* _Problem details_: Put the lines of the listing into a JSON list of strings, one string per line, skipping blank lines. Begin at the first line of the listing and continue through the line with "Category: woman's smile", leaving out the pictures.

* _Dataset excerpts_:
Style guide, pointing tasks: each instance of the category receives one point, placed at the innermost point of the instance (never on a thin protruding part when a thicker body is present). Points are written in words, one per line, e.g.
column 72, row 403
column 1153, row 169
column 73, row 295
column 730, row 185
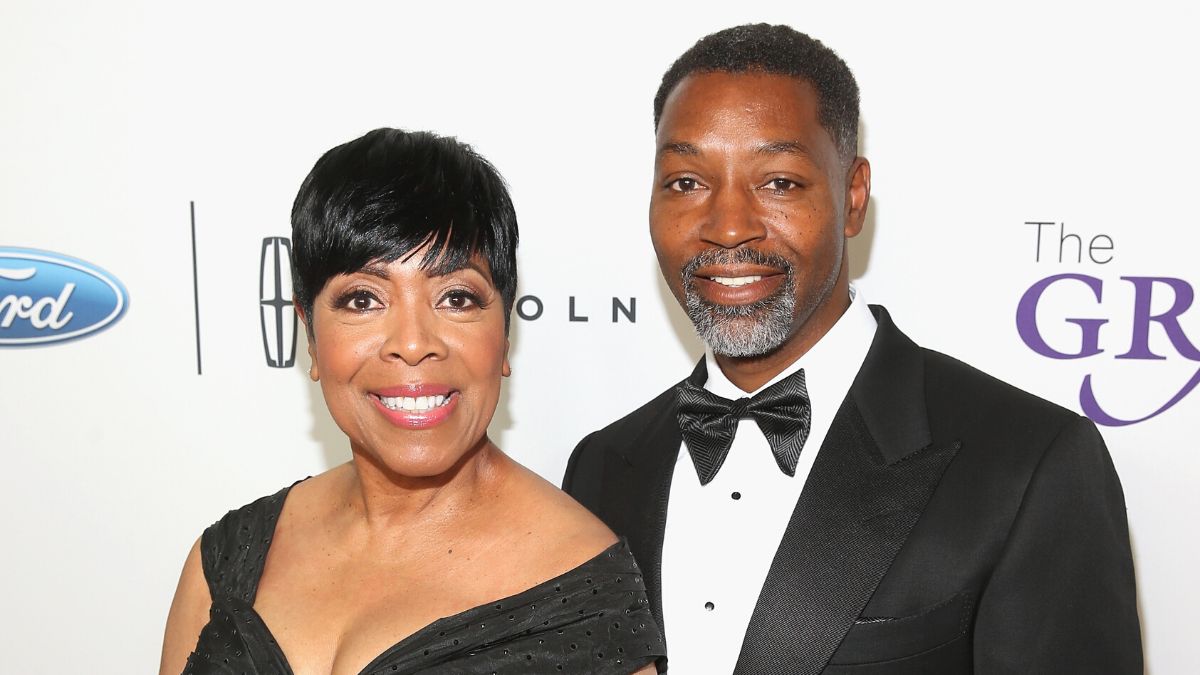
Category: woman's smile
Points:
column 417, row 406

* _Exercise solution_:
[
  "Style guide, pointing tasks: each instance of the category receives one point, placed at the innermost point of the instance (never on a thin protruding part when a thicker body is present). Points are written in words, one per line, e.g.",
  "column 72, row 403",
  "column 1153, row 169",
  "column 73, row 295",
  "column 730, row 185",
  "Category: woman's smile"
]